=== Data supplied ===
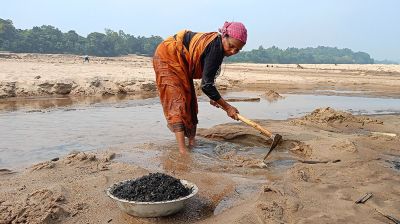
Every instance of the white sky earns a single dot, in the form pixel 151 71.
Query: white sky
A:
pixel 371 26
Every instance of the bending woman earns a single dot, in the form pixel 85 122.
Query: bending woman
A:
pixel 186 56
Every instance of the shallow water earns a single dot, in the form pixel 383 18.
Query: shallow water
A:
pixel 31 135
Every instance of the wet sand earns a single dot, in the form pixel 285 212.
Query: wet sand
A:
pixel 351 155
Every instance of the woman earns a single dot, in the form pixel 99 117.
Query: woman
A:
pixel 186 56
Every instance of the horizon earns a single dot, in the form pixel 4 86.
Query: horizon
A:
pixel 338 24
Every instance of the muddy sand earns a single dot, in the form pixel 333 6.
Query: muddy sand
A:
pixel 328 159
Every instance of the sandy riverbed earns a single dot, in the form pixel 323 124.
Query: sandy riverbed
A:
pixel 354 154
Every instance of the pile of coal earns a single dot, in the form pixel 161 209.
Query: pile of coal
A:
pixel 151 188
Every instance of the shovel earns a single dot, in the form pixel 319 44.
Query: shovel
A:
pixel 276 138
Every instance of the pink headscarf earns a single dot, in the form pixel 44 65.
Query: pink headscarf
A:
pixel 235 30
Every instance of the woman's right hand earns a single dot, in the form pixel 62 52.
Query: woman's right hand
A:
pixel 215 104
pixel 232 112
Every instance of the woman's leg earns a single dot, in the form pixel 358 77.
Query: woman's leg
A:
pixel 180 138
pixel 192 140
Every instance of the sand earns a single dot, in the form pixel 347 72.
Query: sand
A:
pixel 359 154
pixel 24 75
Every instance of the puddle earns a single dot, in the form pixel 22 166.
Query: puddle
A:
pixel 32 131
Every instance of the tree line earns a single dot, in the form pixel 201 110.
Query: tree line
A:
pixel 309 55
pixel 49 39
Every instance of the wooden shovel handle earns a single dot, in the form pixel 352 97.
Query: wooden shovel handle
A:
pixel 255 125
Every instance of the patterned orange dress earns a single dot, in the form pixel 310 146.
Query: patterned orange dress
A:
pixel 175 68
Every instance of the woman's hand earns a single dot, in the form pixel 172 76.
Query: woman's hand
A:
pixel 215 104
pixel 232 112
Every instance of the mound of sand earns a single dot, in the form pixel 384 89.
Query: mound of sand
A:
pixel 329 115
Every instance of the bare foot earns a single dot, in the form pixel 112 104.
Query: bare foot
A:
pixel 192 143
pixel 183 151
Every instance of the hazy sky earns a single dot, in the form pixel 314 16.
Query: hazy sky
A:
pixel 371 26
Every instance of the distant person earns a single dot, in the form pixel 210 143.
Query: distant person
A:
pixel 190 55
pixel 86 58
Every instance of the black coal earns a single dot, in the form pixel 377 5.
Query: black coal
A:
pixel 151 188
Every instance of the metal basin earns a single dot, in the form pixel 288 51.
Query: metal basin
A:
pixel 152 209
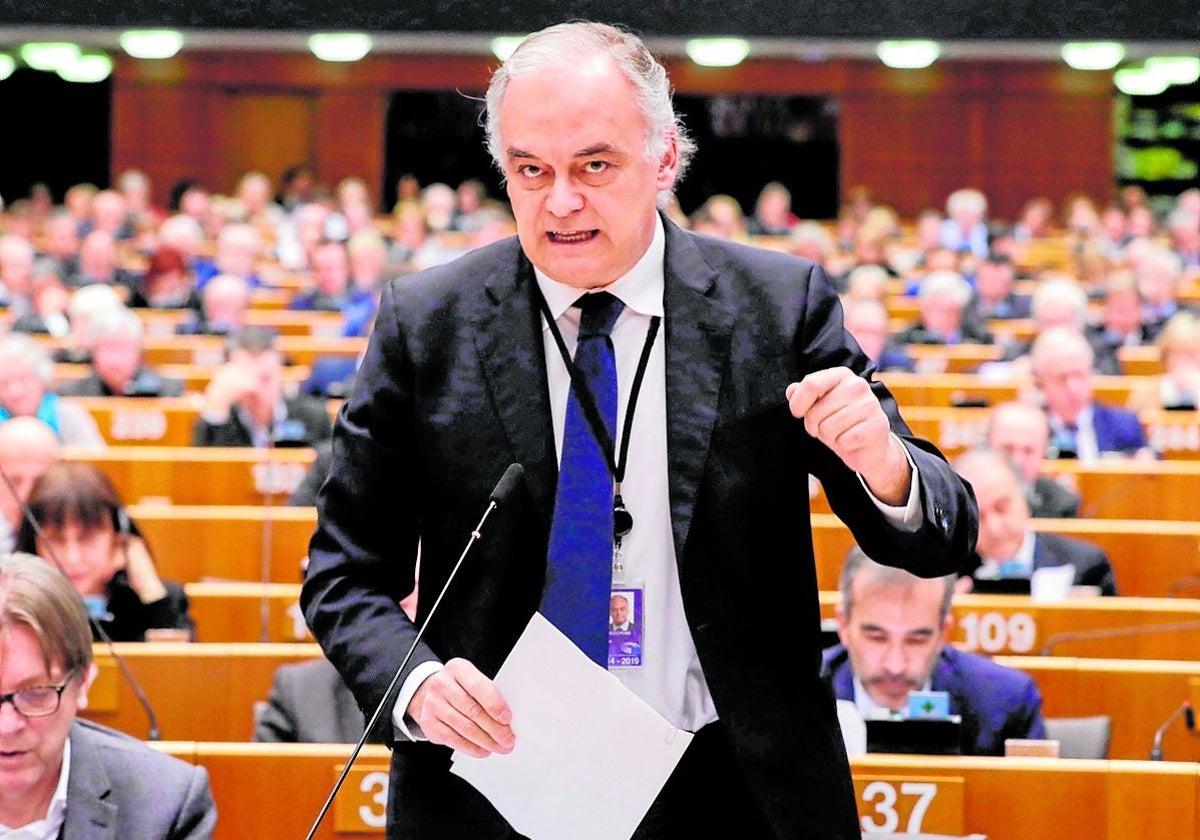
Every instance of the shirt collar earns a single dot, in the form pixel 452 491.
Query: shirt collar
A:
pixel 640 289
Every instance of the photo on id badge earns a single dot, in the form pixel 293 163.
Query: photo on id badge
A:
pixel 625 628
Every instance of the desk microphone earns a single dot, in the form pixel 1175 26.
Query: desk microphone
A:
pixel 498 496
pixel 97 628
pixel 1115 633
pixel 1189 721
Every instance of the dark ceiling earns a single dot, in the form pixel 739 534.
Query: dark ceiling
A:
pixel 946 19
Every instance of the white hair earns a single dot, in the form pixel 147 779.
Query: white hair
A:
pixel 568 45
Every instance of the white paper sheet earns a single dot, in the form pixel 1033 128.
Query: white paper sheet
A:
pixel 589 757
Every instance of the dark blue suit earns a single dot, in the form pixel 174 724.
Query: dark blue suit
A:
pixel 994 702
pixel 453 389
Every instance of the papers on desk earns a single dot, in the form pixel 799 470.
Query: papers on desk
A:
pixel 591 756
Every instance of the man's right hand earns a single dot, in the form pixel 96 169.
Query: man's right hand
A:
pixel 461 708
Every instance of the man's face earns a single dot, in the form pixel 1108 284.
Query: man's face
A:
pixel 1066 382
pixel 115 359
pixel 1003 511
pixel 619 610
pixel 581 186
pixel 1023 437
pixel 893 635
pixel 31 748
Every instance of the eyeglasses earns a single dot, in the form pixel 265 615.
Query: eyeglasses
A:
pixel 37 701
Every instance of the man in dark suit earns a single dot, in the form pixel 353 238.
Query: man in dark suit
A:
pixel 309 703
pixel 245 405
pixel 1008 546
pixel 1080 427
pixel 894 630
pixel 463 377
pixel 115 785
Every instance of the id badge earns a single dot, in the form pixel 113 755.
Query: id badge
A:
pixel 627 627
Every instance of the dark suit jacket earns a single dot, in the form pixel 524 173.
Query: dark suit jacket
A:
pixel 453 389
pixel 310 703
pixel 995 702
pixel 310 412
pixel 119 789
pixel 1092 565
pixel 147 382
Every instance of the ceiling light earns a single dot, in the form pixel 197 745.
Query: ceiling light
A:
pixel 49 55
pixel 93 67
pixel 151 43
pixel 340 46
pixel 1139 82
pixel 503 46
pixel 907 54
pixel 1095 55
pixel 1175 69
pixel 718 52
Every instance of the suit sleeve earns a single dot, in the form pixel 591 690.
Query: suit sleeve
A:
pixel 364 552
pixel 197 814
pixel 947 534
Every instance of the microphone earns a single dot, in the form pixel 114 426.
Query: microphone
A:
pixel 498 496
pixel 154 733
pixel 1115 633
pixel 1189 720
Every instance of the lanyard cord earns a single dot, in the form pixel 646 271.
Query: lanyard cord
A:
pixel 587 401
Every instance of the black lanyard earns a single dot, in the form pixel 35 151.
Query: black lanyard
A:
pixel 622 520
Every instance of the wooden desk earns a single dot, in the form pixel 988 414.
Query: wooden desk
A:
pixel 198 691
pixel 1139 695
pixel 283 786
pixel 227 543
pixel 199 474
pixel 1017 625
pixel 1147 557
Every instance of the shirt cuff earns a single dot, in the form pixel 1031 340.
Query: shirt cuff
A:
pixel 907 517
pixel 405 727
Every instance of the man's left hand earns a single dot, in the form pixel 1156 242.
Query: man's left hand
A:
pixel 840 411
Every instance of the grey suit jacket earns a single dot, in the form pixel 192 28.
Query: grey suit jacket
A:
pixel 119 789
pixel 310 705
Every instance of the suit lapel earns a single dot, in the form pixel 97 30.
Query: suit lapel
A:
pixel 508 340
pixel 697 329
pixel 90 815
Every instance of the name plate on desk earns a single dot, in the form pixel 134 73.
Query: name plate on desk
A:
pixel 361 805
pixel 892 804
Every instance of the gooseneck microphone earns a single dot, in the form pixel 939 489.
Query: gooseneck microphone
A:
pixel 498 496
pixel 1189 721
pixel 97 628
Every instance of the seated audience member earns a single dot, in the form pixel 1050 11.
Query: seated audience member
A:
pixel 1079 426
pixel 331 279
pixel 894 629
pixel 1179 385
pixel 223 306
pixel 1121 323
pixel 965 229
pixel 867 321
pixel 77 780
pixel 25 375
pixel 118 369
pixel 1008 547
pixel 310 703
pixel 1020 431
pixel 995 293
pixel 773 213
pixel 166 285
pixel 1158 281
pixel 84 528
pixel 245 405
pixel 28 448
pixel 941 303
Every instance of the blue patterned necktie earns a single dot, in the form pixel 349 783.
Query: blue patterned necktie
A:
pixel 579 563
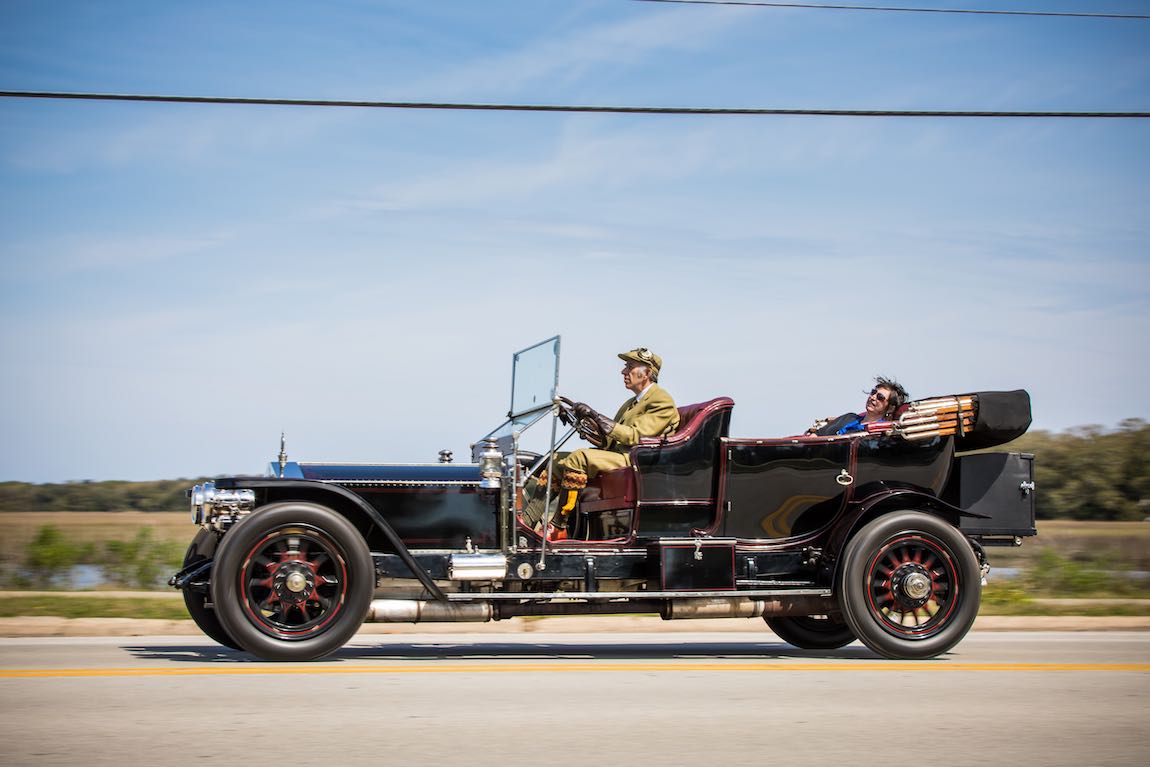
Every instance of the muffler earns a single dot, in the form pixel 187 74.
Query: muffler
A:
pixel 422 611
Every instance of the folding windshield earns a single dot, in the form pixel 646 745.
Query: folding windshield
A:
pixel 534 378
pixel 534 384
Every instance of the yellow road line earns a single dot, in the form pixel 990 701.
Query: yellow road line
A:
pixel 439 667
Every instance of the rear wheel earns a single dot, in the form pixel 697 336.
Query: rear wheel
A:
pixel 910 585
pixel 812 631
pixel 197 600
pixel 292 581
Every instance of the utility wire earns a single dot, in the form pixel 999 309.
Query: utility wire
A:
pixel 899 9
pixel 567 108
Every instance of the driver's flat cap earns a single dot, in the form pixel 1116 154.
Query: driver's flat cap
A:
pixel 643 355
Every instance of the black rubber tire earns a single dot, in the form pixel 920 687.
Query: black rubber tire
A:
pixel 292 581
pixel 201 547
pixel 812 631
pixel 888 565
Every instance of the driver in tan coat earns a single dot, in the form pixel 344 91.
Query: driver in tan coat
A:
pixel 650 413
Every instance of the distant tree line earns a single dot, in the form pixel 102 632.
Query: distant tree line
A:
pixel 1086 473
pixel 114 496
pixel 1089 473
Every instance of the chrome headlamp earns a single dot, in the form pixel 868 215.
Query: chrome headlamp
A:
pixel 490 465
pixel 213 507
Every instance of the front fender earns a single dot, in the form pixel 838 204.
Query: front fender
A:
pixel 376 519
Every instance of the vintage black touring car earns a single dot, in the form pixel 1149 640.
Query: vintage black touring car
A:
pixel 876 535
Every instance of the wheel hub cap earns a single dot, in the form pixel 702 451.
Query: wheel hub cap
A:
pixel 912 585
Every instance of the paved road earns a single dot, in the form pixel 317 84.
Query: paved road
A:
pixel 476 699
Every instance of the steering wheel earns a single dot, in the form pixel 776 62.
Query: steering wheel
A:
pixel 587 426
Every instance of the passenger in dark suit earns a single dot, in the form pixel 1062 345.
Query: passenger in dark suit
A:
pixel 881 404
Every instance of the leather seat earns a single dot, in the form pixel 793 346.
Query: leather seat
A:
pixel 676 467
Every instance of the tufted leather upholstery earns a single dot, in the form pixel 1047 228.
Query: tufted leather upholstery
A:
pixel 654 458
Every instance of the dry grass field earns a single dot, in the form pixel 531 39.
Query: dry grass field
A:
pixel 1127 543
pixel 18 528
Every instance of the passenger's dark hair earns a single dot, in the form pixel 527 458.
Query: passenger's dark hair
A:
pixel 898 396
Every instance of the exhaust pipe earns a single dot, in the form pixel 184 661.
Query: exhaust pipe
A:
pixel 422 611
pixel 798 605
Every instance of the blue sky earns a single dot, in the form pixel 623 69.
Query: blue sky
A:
pixel 181 283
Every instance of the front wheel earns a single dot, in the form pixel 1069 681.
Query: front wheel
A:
pixel 292 581
pixel 812 631
pixel 910 585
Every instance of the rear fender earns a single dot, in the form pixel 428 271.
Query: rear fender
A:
pixel 883 499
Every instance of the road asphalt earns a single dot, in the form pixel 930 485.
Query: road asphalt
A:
pixel 128 627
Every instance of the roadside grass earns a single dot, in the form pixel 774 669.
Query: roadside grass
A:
pixel 93 605
pixel 1072 568
pixel 17 529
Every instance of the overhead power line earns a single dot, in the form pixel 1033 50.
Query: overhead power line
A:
pixel 567 108
pixel 902 9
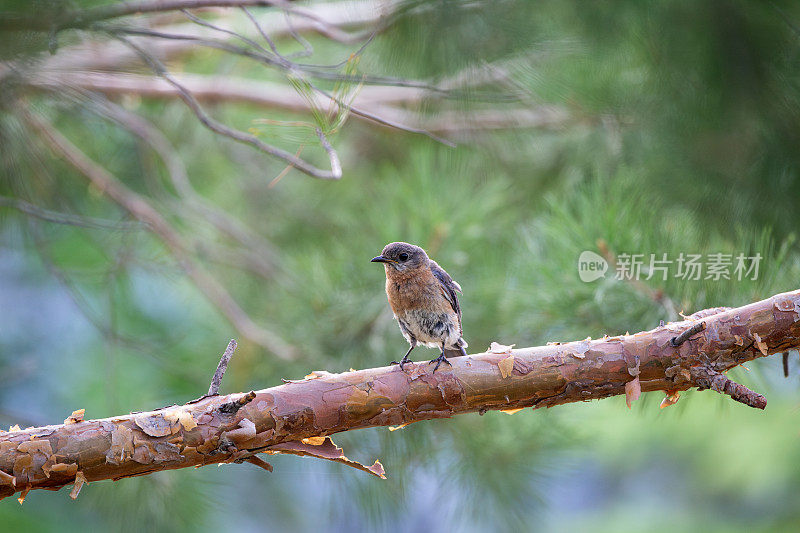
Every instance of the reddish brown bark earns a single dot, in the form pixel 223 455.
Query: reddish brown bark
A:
pixel 295 417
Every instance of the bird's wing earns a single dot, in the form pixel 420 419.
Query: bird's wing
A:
pixel 449 287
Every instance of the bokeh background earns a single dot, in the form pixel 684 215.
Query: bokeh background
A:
pixel 674 128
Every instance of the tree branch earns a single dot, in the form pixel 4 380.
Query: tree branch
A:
pixel 298 416
pixel 138 207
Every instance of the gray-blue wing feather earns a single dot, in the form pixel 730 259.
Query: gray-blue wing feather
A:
pixel 450 287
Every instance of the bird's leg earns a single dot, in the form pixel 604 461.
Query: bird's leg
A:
pixel 439 360
pixel 405 357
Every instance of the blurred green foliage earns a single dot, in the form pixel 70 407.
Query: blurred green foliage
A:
pixel 683 137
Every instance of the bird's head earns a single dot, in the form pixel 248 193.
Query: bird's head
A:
pixel 401 256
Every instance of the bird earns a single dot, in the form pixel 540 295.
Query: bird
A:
pixel 424 301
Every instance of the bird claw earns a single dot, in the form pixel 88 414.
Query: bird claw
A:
pixel 439 360
pixel 401 362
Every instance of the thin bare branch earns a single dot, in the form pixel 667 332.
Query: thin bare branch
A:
pixel 257 255
pixel 66 218
pixel 218 127
pixel 221 368
pixel 138 206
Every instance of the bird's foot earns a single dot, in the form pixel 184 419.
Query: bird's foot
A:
pixel 439 360
pixel 401 362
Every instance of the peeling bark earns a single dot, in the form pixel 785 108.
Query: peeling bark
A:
pixel 296 417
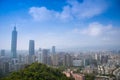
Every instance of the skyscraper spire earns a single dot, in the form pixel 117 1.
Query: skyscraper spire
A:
pixel 14 43
pixel 15 28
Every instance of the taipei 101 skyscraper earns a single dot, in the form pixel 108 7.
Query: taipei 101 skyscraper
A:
pixel 14 43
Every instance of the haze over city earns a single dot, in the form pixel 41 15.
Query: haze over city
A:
pixel 67 24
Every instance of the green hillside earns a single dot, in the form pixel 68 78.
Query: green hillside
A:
pixel 37 71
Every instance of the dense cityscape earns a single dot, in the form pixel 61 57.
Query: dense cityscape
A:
pixel 101 65
pixel 59 40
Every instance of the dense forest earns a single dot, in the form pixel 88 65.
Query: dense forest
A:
pixel 37 71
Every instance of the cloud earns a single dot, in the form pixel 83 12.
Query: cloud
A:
pixel 74 10
pixel 42 13
pixel 96 29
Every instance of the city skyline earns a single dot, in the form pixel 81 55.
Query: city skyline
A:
pixel 73 24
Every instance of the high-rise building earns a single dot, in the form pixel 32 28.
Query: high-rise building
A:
pixel 53 50
pixel 45 53
pixel 14 43
pixel 31 47
pixel 2 52
pixel 40 56
pixel 67 60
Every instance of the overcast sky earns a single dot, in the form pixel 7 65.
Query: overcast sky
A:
pixel 67 24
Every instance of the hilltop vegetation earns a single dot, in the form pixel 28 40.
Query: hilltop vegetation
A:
pixel 37 71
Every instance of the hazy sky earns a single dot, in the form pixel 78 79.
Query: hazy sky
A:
pixel 63 23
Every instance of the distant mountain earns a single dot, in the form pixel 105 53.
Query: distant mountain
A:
pixel 37 71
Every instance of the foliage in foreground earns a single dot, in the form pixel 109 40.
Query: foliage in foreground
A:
pixel 37 71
===
__Task directions__: Only the line that contains "Every instance of the distant mountain" and the lines after it, through the end of the data above, are to be repeated exactly.

__Reply to the task__:
Every instance of the distant mountain earns a single dot, in the form pixel 105 53.
Query: distant mountain
A:
pixel 37 71
Every instance of the foliage in foreground earns a single dot, in the form pixel 109 40.
Query: foliage in foreground
A:
pixel 37 71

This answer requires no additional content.